Work to complete: Only the closing stretch of the material belongs in the answer: the line containing "Could you tag the calm" and every line after it, copied exactly.

Data extracts:
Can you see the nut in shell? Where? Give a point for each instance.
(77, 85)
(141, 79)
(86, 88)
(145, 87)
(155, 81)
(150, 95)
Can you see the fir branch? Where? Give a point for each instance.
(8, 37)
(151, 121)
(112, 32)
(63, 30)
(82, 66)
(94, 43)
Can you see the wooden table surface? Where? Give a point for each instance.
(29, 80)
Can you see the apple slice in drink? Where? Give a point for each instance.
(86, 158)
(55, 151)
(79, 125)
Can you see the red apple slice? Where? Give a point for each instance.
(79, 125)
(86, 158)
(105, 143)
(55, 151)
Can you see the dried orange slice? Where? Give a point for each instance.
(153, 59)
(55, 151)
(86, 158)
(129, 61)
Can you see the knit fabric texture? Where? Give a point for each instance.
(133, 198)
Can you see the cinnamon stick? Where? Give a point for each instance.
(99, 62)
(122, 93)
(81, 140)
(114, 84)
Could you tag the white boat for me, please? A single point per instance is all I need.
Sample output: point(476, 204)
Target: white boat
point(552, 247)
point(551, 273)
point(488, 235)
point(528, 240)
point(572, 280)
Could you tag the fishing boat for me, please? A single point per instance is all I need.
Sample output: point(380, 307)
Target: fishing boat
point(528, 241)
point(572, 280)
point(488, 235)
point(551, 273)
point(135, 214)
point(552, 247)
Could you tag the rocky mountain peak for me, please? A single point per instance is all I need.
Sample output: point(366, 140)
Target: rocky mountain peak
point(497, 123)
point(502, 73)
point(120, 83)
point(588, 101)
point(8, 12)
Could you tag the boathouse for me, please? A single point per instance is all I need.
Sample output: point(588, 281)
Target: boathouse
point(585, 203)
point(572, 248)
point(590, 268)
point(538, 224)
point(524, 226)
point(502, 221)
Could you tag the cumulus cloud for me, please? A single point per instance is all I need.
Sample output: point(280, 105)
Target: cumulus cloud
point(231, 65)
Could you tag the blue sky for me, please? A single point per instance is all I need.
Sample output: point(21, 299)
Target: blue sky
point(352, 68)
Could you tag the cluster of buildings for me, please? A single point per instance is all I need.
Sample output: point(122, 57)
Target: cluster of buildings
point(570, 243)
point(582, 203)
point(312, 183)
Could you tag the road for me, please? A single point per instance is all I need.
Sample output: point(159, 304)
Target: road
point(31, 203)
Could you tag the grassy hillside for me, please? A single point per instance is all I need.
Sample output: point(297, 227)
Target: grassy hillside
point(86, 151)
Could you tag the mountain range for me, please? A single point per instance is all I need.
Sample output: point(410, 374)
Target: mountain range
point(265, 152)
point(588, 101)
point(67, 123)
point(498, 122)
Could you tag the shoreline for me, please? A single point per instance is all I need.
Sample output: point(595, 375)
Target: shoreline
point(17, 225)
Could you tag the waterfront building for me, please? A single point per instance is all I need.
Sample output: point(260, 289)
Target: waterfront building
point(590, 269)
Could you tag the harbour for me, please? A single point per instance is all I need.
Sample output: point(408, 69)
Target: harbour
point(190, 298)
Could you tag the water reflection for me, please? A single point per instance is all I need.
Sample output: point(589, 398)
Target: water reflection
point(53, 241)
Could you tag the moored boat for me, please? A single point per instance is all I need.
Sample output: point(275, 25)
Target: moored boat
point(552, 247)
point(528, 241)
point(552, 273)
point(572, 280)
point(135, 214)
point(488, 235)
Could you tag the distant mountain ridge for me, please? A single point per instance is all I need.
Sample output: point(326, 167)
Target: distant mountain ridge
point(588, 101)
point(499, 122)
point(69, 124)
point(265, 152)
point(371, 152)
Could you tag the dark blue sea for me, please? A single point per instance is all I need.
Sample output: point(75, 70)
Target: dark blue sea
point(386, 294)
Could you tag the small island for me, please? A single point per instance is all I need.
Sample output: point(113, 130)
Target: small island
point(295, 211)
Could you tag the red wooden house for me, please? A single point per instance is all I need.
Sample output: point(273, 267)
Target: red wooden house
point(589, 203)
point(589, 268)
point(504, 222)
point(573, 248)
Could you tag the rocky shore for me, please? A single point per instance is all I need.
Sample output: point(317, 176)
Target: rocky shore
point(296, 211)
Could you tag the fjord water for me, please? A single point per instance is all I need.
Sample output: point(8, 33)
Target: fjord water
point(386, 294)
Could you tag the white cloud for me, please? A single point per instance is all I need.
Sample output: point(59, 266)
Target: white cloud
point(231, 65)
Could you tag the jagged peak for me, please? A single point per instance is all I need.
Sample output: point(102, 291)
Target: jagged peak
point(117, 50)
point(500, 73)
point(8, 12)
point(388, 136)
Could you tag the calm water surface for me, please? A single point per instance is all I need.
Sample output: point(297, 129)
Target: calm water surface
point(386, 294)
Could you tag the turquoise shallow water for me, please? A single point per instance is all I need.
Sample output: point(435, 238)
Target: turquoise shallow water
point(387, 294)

Written answer:
Could you tag the calm water surface for me, please? A single point per instance is all I need.
Sample output: point(297, 129)
Target: calm water surface
point(386, 294)
Could you tag the turquoise shallow water for me, please? A single point per instance is all I need.
Sample output: point(435, 238)
Target: turquoise shallow water
point(387, 294)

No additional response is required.